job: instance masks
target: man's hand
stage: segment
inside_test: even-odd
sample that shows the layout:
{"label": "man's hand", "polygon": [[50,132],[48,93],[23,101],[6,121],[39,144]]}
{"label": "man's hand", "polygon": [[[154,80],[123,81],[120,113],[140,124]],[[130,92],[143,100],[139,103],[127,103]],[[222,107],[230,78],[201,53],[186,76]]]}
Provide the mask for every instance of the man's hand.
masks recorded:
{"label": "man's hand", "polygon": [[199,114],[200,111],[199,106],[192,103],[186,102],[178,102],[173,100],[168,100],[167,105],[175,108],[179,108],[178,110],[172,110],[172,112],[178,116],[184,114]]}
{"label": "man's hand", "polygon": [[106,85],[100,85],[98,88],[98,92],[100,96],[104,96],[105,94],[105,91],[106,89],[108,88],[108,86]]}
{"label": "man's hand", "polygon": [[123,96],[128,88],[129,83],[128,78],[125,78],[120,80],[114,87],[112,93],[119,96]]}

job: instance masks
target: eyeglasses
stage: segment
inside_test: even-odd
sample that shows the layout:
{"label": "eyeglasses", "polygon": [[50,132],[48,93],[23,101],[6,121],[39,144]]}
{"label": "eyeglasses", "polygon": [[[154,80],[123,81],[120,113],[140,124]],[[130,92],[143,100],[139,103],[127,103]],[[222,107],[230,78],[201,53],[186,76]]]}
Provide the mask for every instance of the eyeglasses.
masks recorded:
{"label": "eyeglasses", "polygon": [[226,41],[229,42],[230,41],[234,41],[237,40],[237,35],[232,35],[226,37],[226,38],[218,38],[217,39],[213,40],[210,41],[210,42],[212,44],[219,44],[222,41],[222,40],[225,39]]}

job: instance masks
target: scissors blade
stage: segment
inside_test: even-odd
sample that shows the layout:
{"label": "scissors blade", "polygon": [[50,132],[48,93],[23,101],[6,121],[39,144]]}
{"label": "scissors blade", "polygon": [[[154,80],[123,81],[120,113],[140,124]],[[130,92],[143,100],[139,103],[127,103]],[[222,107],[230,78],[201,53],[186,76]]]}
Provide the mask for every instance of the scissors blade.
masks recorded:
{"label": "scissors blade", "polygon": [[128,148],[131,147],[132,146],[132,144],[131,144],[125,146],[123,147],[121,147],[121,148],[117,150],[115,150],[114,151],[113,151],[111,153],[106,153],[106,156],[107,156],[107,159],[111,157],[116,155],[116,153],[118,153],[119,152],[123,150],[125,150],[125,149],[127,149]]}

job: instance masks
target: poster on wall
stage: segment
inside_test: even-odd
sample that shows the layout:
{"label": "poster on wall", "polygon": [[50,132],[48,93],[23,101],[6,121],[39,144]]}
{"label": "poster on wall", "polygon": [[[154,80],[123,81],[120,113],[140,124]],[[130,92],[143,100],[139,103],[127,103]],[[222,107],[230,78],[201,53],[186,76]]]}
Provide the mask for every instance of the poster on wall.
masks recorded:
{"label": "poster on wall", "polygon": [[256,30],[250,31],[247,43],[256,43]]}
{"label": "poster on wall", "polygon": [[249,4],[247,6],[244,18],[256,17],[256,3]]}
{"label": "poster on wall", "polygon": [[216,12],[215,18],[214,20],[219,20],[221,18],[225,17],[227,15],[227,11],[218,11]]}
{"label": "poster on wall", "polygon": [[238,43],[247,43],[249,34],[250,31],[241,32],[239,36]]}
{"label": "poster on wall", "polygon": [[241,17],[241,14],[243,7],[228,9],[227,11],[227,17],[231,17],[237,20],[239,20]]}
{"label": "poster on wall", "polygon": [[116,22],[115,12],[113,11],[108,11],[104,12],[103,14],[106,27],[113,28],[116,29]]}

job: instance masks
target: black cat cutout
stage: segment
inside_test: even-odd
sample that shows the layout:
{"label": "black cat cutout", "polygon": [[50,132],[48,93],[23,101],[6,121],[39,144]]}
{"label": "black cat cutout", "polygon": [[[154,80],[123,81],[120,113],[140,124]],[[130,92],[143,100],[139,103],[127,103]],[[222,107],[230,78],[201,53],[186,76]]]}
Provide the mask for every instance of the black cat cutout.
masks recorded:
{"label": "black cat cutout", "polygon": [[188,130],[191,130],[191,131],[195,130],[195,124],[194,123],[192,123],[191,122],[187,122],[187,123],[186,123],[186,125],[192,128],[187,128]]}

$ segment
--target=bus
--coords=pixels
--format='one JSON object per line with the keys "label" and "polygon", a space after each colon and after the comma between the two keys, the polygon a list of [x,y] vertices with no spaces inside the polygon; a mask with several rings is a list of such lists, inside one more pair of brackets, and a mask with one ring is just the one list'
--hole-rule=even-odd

_ _ _ _ _

- _Written exercise_
Show every line of the rows that contains the string "blade".

- _Answer to this exercise_
target: scissors blade
{"label": "scissors blade", "polygon": [[50,132],[48,93],[23,101],[6,121],[39,144]]}
{"label": "scissors blade", "polygon": [[[154,80],[123,81],[120,113],[140,124]],[[130,92],[143,100],[139,103],[127,103]],[[222,107],[230,78],[201,53],[186,76]]]}
Provide the mask for every instance of the scissors blade.
{"label": "scissors blade", "polygon": [[128,148],[131,147],[132,146],[132,144],[131,144],[125,146],[123,147],[121,147],[121,148],[117,150],[115,150],[114,151],[113,151],[111,153],[106,153],[106,156],[107,156],[107,159],[111,157],[116,155],[116,153],[118,153],[119,152],[123,150],[125,150],[125,149],[127,149]]}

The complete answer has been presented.